--- Begin ---
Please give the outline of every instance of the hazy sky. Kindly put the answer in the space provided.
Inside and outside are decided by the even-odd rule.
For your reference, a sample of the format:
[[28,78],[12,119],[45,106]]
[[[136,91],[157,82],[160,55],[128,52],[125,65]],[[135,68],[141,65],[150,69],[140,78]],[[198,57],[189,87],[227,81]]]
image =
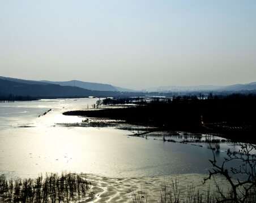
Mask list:
[[0,0],[0,76],[141,89],[256,81],[256,1]]

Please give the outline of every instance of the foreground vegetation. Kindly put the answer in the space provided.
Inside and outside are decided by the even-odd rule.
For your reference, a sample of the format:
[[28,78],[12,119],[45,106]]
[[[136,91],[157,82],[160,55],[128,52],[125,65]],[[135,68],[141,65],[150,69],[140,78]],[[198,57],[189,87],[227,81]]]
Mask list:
--- End ---
DIRECTION ::
Return every line of the records above word for word, but leave the pictures out.

WRITTEN ANSWER ::
Please give the outline of every instance of the hazy sky. Kindly put the answer in the space provided.
Inside and outside are decided by the even-odd rule.
For your reference, a sample of the format:
[[28,78],[12,119],[45,106]]
[[[136,91],[157,82],[160,55],[128,52],[125,65]],[[135,68],[141,65],[150,69],[140,78]],[[198,57],[189,87],[227,81]]]
image =
Mask list:
[[0,0],[0,76],[141,89],[256,81],[256,1]]

Please give the outline of every instance of the foreground vegetation. Kindly put the answer in the space provided.
Inside and outside are decided by the even-odd rule.
For your reference, a sample of the format:
[[28,78],[12,119],[45,106]]
[[[136,91],[157,82],[160,55],[128,52],[125,65]],[[135,68],[141,65],[150,69],[140,78]],[[198,57],[189,87],[227,81]]]
Mask list:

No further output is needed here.